**SOURCE TEXT**:
# Full Format



## Fievelthomas (Oct 29, 2016)

Hello all,

I have a few questions. I am looking to upgrade and try to start making money from my photography. I am currently using a Sony A57 and I love it, but I would like to upgrade to a full format camera. What would you recommend that is from 2012 to now, around 20 megapixels or more, and under $2,000? I really appreciate it.


----------



## Ysarex (Oct 30, 2016)

Buy the Nikon system you can afford and consider used lenses.

Joe


----------



## Derrel (Oct 30, 2016)

Nikon D600 is a high-quality imager...nice sensor, low second-hand price. Nikon D610 is its replacement, costs a wee bit more, same sensor, same high image quality. Plenty of basic "workaday" Nikon prime lenses will work on these two 24-MP models: 24MP on FX does not require the *ne plus ultra* type lenses; the basic 50mm and 85mm f/1.8 lenses from the mid-1980's era to 2016 will work on these two models. 24mm 2.8, 35mm f/2 AF-D OR the new 35/1.8 AF-S model will give wide (24mm) and semi-wide angles of view (35mm on FX is semi-wide). You could buy yourself a pair of used D600 or D610 models for under $2,000.
24/35/50/85 and a 70-200 f/4 VR will cover a huge number of jobs on 24MP FX, and the image quality, color, and the dynamic range-all are very good on the D600 or D610.


----------



## chuasam (Nov 5, 2016)

why do you feel you need a fullframe camera to shoot professionally?


----------



## dxqcanada (Nov 5, 2016)

Umm, I am assuming you do not want to go with the A99 ... since as a Sony user that would be the first choice ??


----------



## The_Traveler (Nov 5, 2016)

Before you make a big investment in order to make money, you really need to look into two issues:
Are you skilled enough that people will pay you money to take pictures?
Considering that this is almost certainly the most difficult time in history to get into the profession and make maoney at photography, is this a step you want to take?


----------



## OGsPhotography (Nov 5, 2016)

**DATASET ENTRIES**:
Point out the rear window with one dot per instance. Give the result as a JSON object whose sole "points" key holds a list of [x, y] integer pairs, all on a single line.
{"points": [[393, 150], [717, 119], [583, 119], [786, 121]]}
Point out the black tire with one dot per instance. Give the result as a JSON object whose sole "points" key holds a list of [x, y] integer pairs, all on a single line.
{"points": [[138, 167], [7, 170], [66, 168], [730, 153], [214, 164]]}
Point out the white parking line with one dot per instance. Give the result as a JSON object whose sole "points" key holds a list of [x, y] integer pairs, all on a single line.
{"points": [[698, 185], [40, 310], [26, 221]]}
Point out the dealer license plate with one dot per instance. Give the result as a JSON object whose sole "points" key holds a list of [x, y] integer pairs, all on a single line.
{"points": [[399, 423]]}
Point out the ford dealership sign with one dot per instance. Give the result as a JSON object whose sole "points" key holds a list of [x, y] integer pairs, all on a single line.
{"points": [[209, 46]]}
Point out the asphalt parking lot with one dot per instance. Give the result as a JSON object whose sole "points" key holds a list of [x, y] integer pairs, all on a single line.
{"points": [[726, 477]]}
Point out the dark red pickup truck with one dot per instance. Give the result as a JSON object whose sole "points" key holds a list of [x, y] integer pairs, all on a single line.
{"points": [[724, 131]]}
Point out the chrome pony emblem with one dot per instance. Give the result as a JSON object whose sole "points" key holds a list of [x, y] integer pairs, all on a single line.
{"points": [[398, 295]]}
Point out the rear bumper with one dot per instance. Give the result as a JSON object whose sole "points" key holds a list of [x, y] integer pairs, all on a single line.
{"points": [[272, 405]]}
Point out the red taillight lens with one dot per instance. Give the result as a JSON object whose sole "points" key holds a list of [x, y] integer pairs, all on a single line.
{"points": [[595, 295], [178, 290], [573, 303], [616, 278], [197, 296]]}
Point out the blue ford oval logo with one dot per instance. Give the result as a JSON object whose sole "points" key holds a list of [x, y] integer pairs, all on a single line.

**WHAT YOU NEED TO DO**:
Could you copy the passage from the full-frame camera thread above, starting at "## chuasam (Nov" and ending at "first choice ??"?

**RESULT BELOW**:
## chuasam (Nov 5, 2016)

why do you feel you need a fullframe camera to shoot professionally?


----------



## dxqcanada (Nov 5, 2016)

Umm, I am assuming you do not want to go with the A99 ... since as a Sony user that would be the first choice ??